=== Contour annotation records ===
________

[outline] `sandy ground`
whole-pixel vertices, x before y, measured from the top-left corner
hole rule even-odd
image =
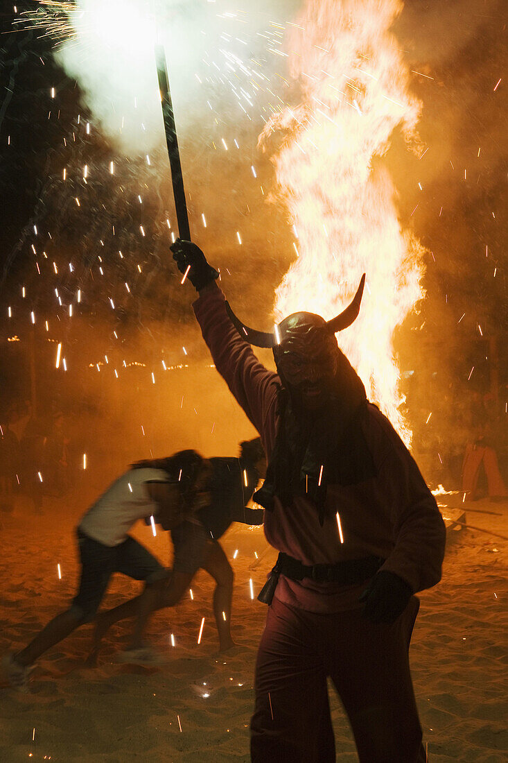
[[[0,514],[0,652],[25,645],[74,594],[79,570],[72,528],[81,511],[69,512],[69,504],[45,499],[34,517],[29,504],[18,501],[14,513]],[[421,594],[411,645],[432,763],[508,759],[503,683],[508,542],[494,534],[508,536],[508,502],[476,501],[465,508],[467,521],[487,532],[449,533],[443,579]],[[165,533],[154,539],[150,528],[140,526],[134,534],[168,561]],[[233,632],[241,652],[217,655],[212,584],[200,573],[192,586],[194,600],[189,595],[150,623],[150,639],[167,655],[167,665],[114,662],[128,635],[127,625],[119,624],[105,640],[98,667],[87,668],[92,626],[85,626],[39,661],[30,694],[0,684],[0,760],[248,761],[253,665],[265,614],[265,606],[251,600],[249,578],[257,594],[275,555],[259,530],[234,525],[223,541],[236,572]],[[116,576],[104,604],[114,606],[138,590]],[[337,759],[355,761],[335,695],[332,710]]]

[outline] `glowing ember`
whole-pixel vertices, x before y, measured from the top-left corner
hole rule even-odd
[[[301,102],[275,115],[259,142],[285,133],[274,156],[277,196],[298,230],[300,256],[277,290],[275,317],[300,310],[333,317],[365,271],[360,316],[340,344],[409,444],[392,335],[423,297],[423,250],[400,230],[392,182],[377,161],[396,129],[414,137],[420,111],[389,31],[401,9],[399,0],[310,0],[288,33]]]

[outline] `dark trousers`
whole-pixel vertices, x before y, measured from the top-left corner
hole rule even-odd
[[[255,763],[335,763],[326,678],[361,763],[424,763],[408,649],[420,602],[392,625],[359,610],[316,614],[273,600],[256,666]]]

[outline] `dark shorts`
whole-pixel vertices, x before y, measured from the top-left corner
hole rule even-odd
[[[128,536],[118,546],[104,546],[77,530],[82,571],[79,590],[72,606],[83,614],[83,622],[94,619],[114,572],[133,580],[153,583],[167,571],[143,546]]]

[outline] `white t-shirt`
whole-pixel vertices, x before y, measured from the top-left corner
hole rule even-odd
[[[118,546],[137,520],[156,513],[157,504],[150,498],[143,483],[149,480],[167,482],[163,469],[130,469],[119,477],[88,509],[79,530],[104,546]]]

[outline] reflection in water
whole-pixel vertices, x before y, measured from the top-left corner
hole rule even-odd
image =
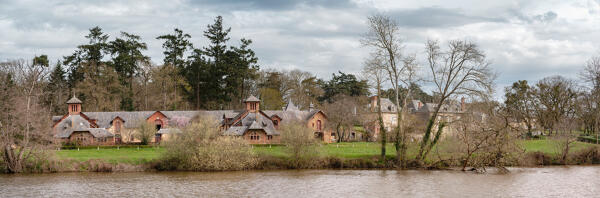
[[[0,197],[596,197],[600,166],[0,175]]]

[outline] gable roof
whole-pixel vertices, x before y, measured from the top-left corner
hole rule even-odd
[[[246,98],[246,100],[244,100],[244,102],[260,102],[260,100],[257,97],[250,95],[250,97]]]
[[[292,99],[288,100],[288,104],[285,105],[285,110],[286,111],[299,111],[300,109],[298,108],[298,106],[296,106],[293,102]]]
[[[67,101],[67,104],[81,104],[83,102],[81,102],[81,100],[79,100],[77,97],[73,96],[71,99],[69,99]]]

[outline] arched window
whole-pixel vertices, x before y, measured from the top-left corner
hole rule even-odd
[[[115,133],[120,133],[120,132],[121,132],[121,121],[115,120]]]
[[[162,128],[162,120],[160,120],[160,119],[156,119],[156,120],[154,121],[154,125],[156,125],[156,130],[157,130],[157,131],[158,131],[158,130],[160,130],[160,129]]]
[[[321,120],[317,120],[317,131],[321,131]]]

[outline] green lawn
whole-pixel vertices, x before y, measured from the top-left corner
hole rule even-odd
[[[521,146],[525,149],[526,152],[536,152],[541,151],[548,154],[556,154],[558,153],[558,146],[555,140],[523,140],[520,141]],[[585,148],[593,147],[594,144],[585,143],[585,142],[573,142],[571,144],[571,151],[579,151]]]
[[[110,149],[81,149],[81,150],[60,150],[56,155],[62,159],[73,159],[77,161],[87,161],[90,159],[102,159],[110,163],[131,163],[141,164],[160,156],[165,151],[164,148],[110,148]]]
[[[554,140],[523,140],[520,141],[527,152],[542,151],[548,154],[556,154],[557,147]],[[594,144],[575,142],[571,151],[578,151],[587,147],[592,147]],[[444,143],[440,143],[440,152],[448,150]],[[396,155],[393,144],[387,145],[387,156],[393,157]],[[409,145],[408,156],[414,157],[418,145]],[[448,147],[449,148],[449,147]],[[274,157],[287,157],[284,146],[254,146],[254,151],[259,155],[270,155]],[[317,147],[322,156],[335,156],[340,158],[364,158],[379,156],[381,152],[380,143],[376,142],[355,142],[355,143],[333,143],[324,144]],[[73,159],[77,161],[87,161],[90,159],[102,159],[111,163],[133,163],[140,164],[157,159],[163,152],[164,148],[121,148],[119,150],[110,149],[81,149],[81,150],[60,150],[56,151],[59,158]],[[431,154],[435,153],[434,151]],[[448,153],[441,153],[442,155]]]

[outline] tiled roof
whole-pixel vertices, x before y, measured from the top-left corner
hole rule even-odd
[[[250,95],[250,97],[246,98],[246,100],[244,100],[244,102],[260,102],[260,100],[257,97]]]
[[[67,101],[67,104],[81,104],[81,100],[79,100],[77,97],[73,96],[71,99],[69,99]]]

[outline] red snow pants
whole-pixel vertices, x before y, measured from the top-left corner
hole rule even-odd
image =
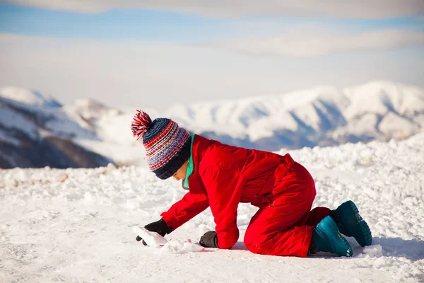
[[[311,211],[317,194],[314,180],[302,165],[293,168],[276,184],[271,204],[259,208],[250,220],[245,245],[254,253],[271,255],[307,255],[312,227],[329,215],[329,209]]]

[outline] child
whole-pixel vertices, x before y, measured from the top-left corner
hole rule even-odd
[[[324,251],[352,256],[341,233],[362,246],[371,244],[371,231],[356,206],[348,201],[335,210],[316,207],[314,180],[287,154],[246,149],[192,134],[170,119],[151,120],[137,110],[131,124],[142,139],[150,169],[159,178],[174,177],[189,192],[162,219],[145,226],[164,236],[211,207],[216,231],[200,244],[230,248],[239,238],[240,202],[259,207],[244,242],[254,253],[306,257]],[[137,237],[137,241],[141,238]]]

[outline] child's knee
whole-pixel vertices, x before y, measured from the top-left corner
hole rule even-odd
[[[261,248],[261,243],[258,240],[258,238],[252,238],[249,236],[245,236],[243,242],[247,250],[253,253],[261,254],[264,252],[264,249]]]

________

=== The request ===
Count the lines of the data above that contain the string "dark", treating uppercase and lowercase as different. Reply with the number alone.

=== Result of this task ===
2